ACTIVITY: Would you please output all the records exactly as given? Pictures should not appear in the copy.
────────────────────
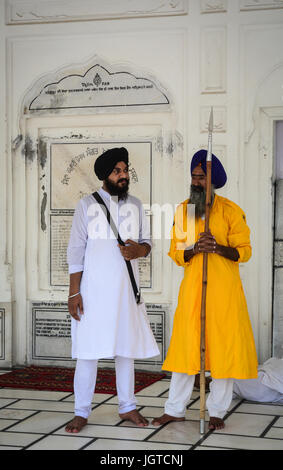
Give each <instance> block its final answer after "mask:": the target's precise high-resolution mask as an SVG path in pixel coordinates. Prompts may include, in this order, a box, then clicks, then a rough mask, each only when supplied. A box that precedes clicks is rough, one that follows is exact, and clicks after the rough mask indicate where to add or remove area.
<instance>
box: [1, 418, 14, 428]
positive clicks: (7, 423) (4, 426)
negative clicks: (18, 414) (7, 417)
mask: <svg viewBox="0 0 283 470" xmlns="http://www.w3.org/2000/svg"><path fill="white" fill-rule="evenodd" d="M14 423H17V421H16V420H12V419H0V431H3V429H5V428H7V427H8V426H12V425H13V424H14Z"/></svg>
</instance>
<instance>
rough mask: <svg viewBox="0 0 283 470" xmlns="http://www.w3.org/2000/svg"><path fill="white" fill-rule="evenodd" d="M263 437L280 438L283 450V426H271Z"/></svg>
mask: <svg viewBox="0 0 283 470" xmlns="http://www.w3.org/2000/svg"><path fill="white" fill-rule="evenodd" d="M264 437H270V438H273V439H281V440H282V450H283V428H275V427H272V428H270V430H269V431H268V432H267V433H266V435H265V436H264Z"/></svg>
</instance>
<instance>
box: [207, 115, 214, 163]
mask: <svg viewBox="0 0 283 470" xmlns="http://www.w3.org/2000/svg"><path fill="white" fill-rule="evenodd" d="M212 133H213V107H212V106H211V110H210V116H209V123H208V148H207V157H206V161H207V162H211V161H212Z"/></svg>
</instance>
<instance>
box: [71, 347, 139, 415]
mask: <svg viewBox="0 0 283 470" xmlns="http://www.w3.org/2000/svg"><path fill="white" fill-rule="evenodd" d="M97 365H98V360H97V359H94V360H88V359H78V360H77V364H76V370H75V376H74V393H75V415H76V416H82V417H83V418H88V416H89V415H90V413H91V402H92V399H93V394H94V390H95V384H96V377H97ZM115 370H116V387H117V395H118V402H119V413H127V412H128V411H132V410H134V409H136V404H137V401H136V398H135V395H134V386H135V370H134V359H129V358H126V357H120V356H116V357H115Z"/></svg>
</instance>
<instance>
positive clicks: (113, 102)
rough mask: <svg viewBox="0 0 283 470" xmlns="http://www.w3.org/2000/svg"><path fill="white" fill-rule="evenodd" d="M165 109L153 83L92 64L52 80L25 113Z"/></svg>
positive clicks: (45, 84)
mask: <svg viewBox="0 0 283 470" xmlns="http://www.w3.org/2000/svg"><path fill="white" fill-rule="evenodd" d="M146 106H154V107H159V108H160V107H162V108H164V107H165V108H166V107H169V99H168V97H167V95H166V94H165V92H164V91H163V90H162V89H161V86H160V85H158V84H157V83H156V82H155V81H153V80H151V79H149V78H143V77H140V76H139V77H137V76H135V75H134V74H133V73H130V72H128V71H124V70H119V71H115V72H110V71H109V66H107V68H106V66H104V65H102V64H98V63H97V64H95V65H94V66H93V67H91V68H89V69H88V70H87V71H86V72H85V73H75V72H74V73H69V74H66V75H63V76H61V77H57V78H55V77H52V78H51V79H50V82H49V83H47V84H45V85H44V86H43V88H42V89H41V90H40V93H39V94H38V95H37V96H36V97H34V98H33V99H32V100H31V102H30V103H29V106H28V110H29V112H39V111H43V112H44V111H45V112H46V111H48V112H58V110H60V109H62V110H70V111H72V110H77V109H82V108H83V109H84V110H86V111H87V110H90V111H91V112H93V109H99V108H100V109H104V110H105V109H107V108H109V109H112V110H113V108H117V109H118V110H119V111H121V109H122V110H125V109H126V108H130V107H133V108H135V107H146Z"/></svg>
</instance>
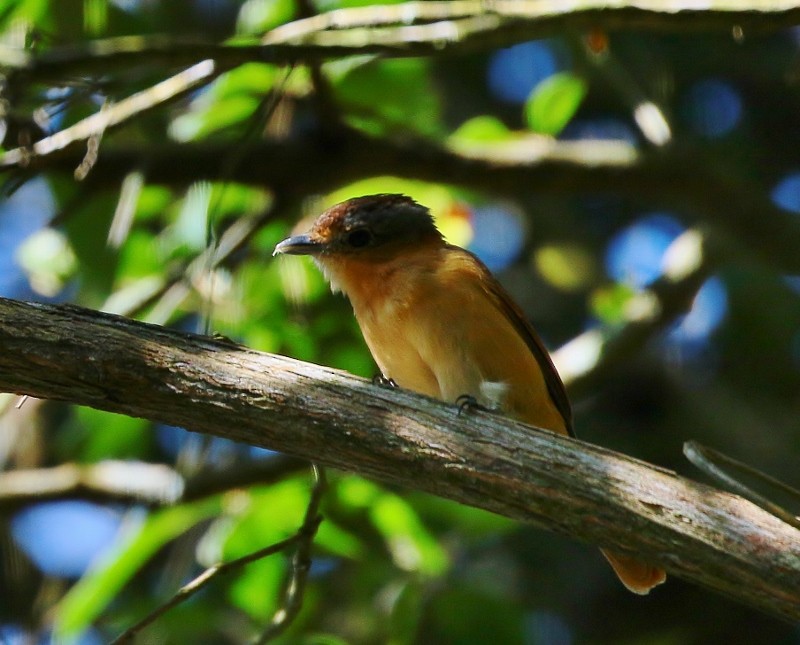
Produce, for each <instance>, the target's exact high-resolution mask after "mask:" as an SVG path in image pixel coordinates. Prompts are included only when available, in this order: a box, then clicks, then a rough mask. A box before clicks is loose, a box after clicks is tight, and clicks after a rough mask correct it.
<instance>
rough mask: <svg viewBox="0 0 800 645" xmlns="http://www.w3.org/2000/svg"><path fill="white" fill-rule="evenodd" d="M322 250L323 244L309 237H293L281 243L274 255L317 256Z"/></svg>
mask: <svg viewBox="0 0 800 645" xmlns="http://www.w3.org/2000/svg"><path fill="white" fill-rule="evenodd" d="M321 250H322V244H320V243H319V242H315V241H314V240H312V239H311V237H310V236H309V235H307V234H304V235H293V236H292V237H289V238H286V239H285V240H284V241H283V242H280V243H279V244H278V245H277V246H276V247H275V250H274V251H273V252H272V255H316V254H317V253H319V252H320V251H321Z"/></svg>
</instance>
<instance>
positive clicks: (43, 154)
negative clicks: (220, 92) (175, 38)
mask: <svg viewBox="0 0 800 645" xmlns="http://www.w3.org/2000/svg"><path fill="white" fill-rule="evenodd" d="M214 74H215V66H214V63H213V61H210V60H205V61H203V62H201V63H197V64H196V65H193V66H192V67H190V68H189V69H186V70H184V71H182V72H181V73H180V74H176V75H174V76H172V77H170V78H168V79H166V80H165V81H162V82H161V83H158V84H156V85H153V86H152V87H149V88H147V89H146V90H142V91H141V92H137V93H136V94H133V95H131V96H129V97H128V98H126V99H124V100H122V101H120V102H119V103H116V104H114V105H104V106H103V107H102V108H101V109H100V111H99V112H96V113H95V114H92V115H91V116H88V117H86V118H85V119H81V120H80V121H78V122H77V123H76V124H75V125H72V126H70V127H68V128H65V129H63V130H61V131H59V132H56V133H55V134H53V135H50V136H49V137H45V138H44V139H41V140H39V141H37V142H36V143H34V144H33V145H32V146H30V147H24V148H15V149H13V150H9V151H8V152H6V153H4V154H3V155H0V168H9V167H13V166H20V167H27V166H28V165H29V164H30V163H31V161H32V160H33V159H34V158H36V157H46V156H48V155H51V154H53V153H55V152H60V151H62V150H64V149H66V148H68V147H70V146H74V145H75V144H79V143H80V142H82V141H86V140H90V141H91V140H92V139H93V138H97V137H99V136H101V135H102V134H103V133H104V132H105V131H106V130H107V129H109V128H112V127H114V126H117V125H120V124H122V123H124V122H125V121H128V120H129V119H132V118H134V117H137V116H140V115H141V114H143V113H144V112H147V111H149V110H152V109H154V108H157V107H161V106H163V105H164V104H165V103H166V102H167V101H169V100H171V99H173V98H175V97H176V96H178V95H181V94H184V93H186V92H187V91H189V90H191V89H194V88H195V87H197V86H198V85H199V84H201V83H204V82H208V81H209V80H210V79H211V78H213V77H214ZM84 163H85V161H82V162H81V165H80V166H79V167H81V168H83V164H84ZM91 165H94V163H93V162H92V163H91ZM86 172H88V171H84V172H83V174H82V176H81V177H80V179H83V178H85V176H86Z"/></svg>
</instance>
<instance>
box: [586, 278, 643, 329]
────────────────────
RESPONSE AREA:
Give each <instance> block its final answer after "mask:": the target's precise high-resolution mask as an SVG path in pixel coordinates. Prompts may include, in this order, a box, then clicks, then a rough mask, each only when supplied. A box that precedes clicks is rough, one that follows is exact, and clicks after the rough mask indicate where to add or remove area.
<instance>
box: [1, 418, 14, 428]
positive clicks: (7, 423) (4, 426)
negative clicks: (18, 414) (7, 417)
mask: <svg viewBox="0 0 283 470" xmlns="http://www.w3.org/2000/svg"><path fill="white" fill-rule="evenodd" d="M14 423H17V421H16V420H12V419H0V431H3V429H5V428H7V427H8V426H12V425H13V424H14Z"/></svg>
</instance>
<instance>
rough mask: <svg viewBox="0 0 283 470" xmlns="http://www.w3.org/2000/svg"><path fill="white" fill-rule="evenodd" d="M263 437L280 438L283 450V426H271Z"/></svg>
mask: <svg viewBox="0 0 283 470" xmlns="http://www.w3.org/2000/svg"><path fill="white" fill-rule="evenodd" d="M264 437H270V438H273V439H281V440H282V450H283V428H275V427H272V428H270V430H269V431H268V432H267V433H266V435H265V436H264Z"/></svg>
</instance>
<instance>
box: [207, 115, 214, 163]
mask: <svg viewBox="0 0 283 470" xmlns="http://www.w3.org/2000/svg"><path fill="white" fill-rule="evenodd" d="M212 133H213V107H212V106H211V110H210V116H209V123H208V148H207V157H206V161H207V162H211V161H212Z"/></svg>
</instance>
<instance>
box: [71, 347, 139, 415]
mask: <svg viewBox="0 0 283 470" xmlns="http://www.w3.org/2000/svg"><path fill="white" fill-rule="evenodd" d="M97 365H98V360H97V359H94V360H88V359H78V360H77V364H76V370H75V376H74V393H75V415H76V416H82V417H83V418H88V416H89V415H90V413H91V402H92V399H93V394H94V390H95V384H96V377H97ZM115 370H116V387H117V395H118V402H119V413H127V412H128V411H132V410H134V409H136V404H137V401H136V398H135V395H134V386H135V370H134V359H129V358H126V357H120V356H116V357H115Z"/></svg>
</instance>
<instance>
positive clicks: (113, 102)
rough mask: <svg viewBox="0 0 283 470" xmlns="http://www.w3.org/2000/svg"><path fill="white" fill-rule="evenodd" d="M165 109L153 83L92 64L52 80L25 113Z"/></svg>
positive clicks: (45, 84)
mask: <svg viewBox="0 0 283 470" xmlns="http://www.w3.org/2000/svg"><path fill="white" fill-rule="evenodd" d="M146 106H154V107H159V108H160V107H162V108H164V107H165V108H166V107H169V99H168V97H167V95H166V94H165V92H164V91H163V90H162V89H161V86H160V85H158V84H157V83H156V82H155V81H153V80H151V79H149V78H143V77H140V76H139V77H137V76H135V75H134V74H133V73H130V72H128V71H124V70H119V71H115V72H110V71H109V66H107V68H106V66H104V65H102V64H98V63H97V64H95V65H94V66H93V67H91V68H89V69H88V70H87V71H86V72H85V73H75V72H74V73H69V74H66V75H63V76H61V77H57V78H55V77H52V78H51V79H50V82H49V83H47V84H45V85H44V86H43V88H42V89H41V90H40V93H39V94H38V95H37V96H36V97H34V98H33V99H32V100H31V102H30V103H29V106H28V110H29V112H39V111H43V112H44V111H45V112H46V111H48V112H58V110H60V109H62V110H70V111H72V110H77V109H82V108H83V109H84V110H86V111H87V110H90V111H91V112H93V109H99V108H100V109H104V110H105V109H107V108H109V109H112V110H113V108H117V109H118V110H119V111H121V109H122V110H125V109H126V108H130V107H133V108H135V107H146Z"/></svg>
</instance>
Produce, for each <instance>, the target's exact high-resolution mask after "mask:" as an SVG path in image pixel coordinates. Prompts are included only when available, in this order: a box, then clicks, then a rough mask. A box before clicks is loose, a box after clicks is tight, and clicks after a rough mask correct it.
<instance>
rough mask: <svg viewBox="0 0 800 645" xmlns="http://www.w3.org/2000/svg"><path fill="white" fill-rule="evenodd" d="M322 250L323 244L309 237H293L281 243L274 255L317 256Z"/></svg>
mask: <svg viewBox="0 0 800 645" xmlns="http://www.w3.org/2000/svg"><path fill="white" fill-rule="evenodd" d="M321 250H322V244H320V243H319V242H315V241H314V240H312V239H311V237H310V236H309V235H307V234H304V235H293V236H292V237H289V238H286V239H285V240H284V241H283V242H280V243H279V244H278V245H277V246H276V247H275V250H274V251H273V252H272V255H316V254H317V253H319V252H320V251H321Z"/></svg>
</instance>
<instance>
positive clicks: (43, 154)
negative clicks: (220, 92) (175, 38)
mask: <svg viewBox="0 0 800 645" xmlns="http://www.w3.org/2000/svg"><path fill="white" fill-rule="evenodd" d="M214 74H215V66H214V63H213V61H210V60H205V61H203V62H201V63H197V64H196V65H193V66H192V67H190V68H189V69H186V70H184V71H182V72H181V73H180V74H176V75H174V76H172V77H170V78H168V79H166V80H165V81H162V82H161V83H158V84H156V85H153V86H152V87H149V88H147V89H146V90H142V91H141V92H137V93H136V94H133V95H131V96H129V97H128V98H126V99H124V100H122V101H120V102H119V103H116V104H114V105H104V106H103V107H102V108H101V109H100V111H99V112H96V113H95V114H92V115H91V116H88V117H86V118H85V119H81V120H80V121H78V122H77V123H76V124H75V125H72V126H70V127H68V128H65V129H63V130H61V131H59V132H56V133H55V134H53V135H50V136H49V137H45V138H44V139H41V140H39V141H37V142H36V143H34V144H33V145H32V146H30V147H24V148H15V149H13V150H9V151H8V152H6V153H4V154H3V155H0V168H9V167H13V166H20V167H27V166H28V165H29V164H30V163H31V161H32V160H33V159H34V158H36V157H46V156H48V155H51V154H53V153H55V152H60V151H62V150H64V149H66V148H68V147H70V146H74V145H75V144H79V143H80V142H82V141H86V140H90V141H91V140H92V139H93V138H97V137H99V136H101V135H102V134H103V133H104V132H105V131H106V130H107V129H109V128H112V127H114V126H117V125H120V124H122V123H124V122H125V121H128V120H129V119H132V118H134V117H137V116H140V115H141V114H143V113H144V112H147V111H149V110H152V109H154V108H157V107H161V106H163V105H164V104H165V103H166V102H167V101H169V100H171V99H173V98H175V97H176V96H178V95H181V94H184V93H186V92H187V91H189V90H191V89H194V88H195V87H197V86H198V85H199V84H201V83H204V82H208V81H209V80H210V79H211V78H213V77H214ZM84 163H85V161H82V162H81V165H80V166H79V167H81V168H83V164H84ZM91 165H94V163H93V162H92V163H91ZM86 172H88V171H84V172H83V174H82V176H81V177H80V179H83V178H85V176H86Z"/></svg>
</instance>
<instance>
box: [586, 278, 643, 329]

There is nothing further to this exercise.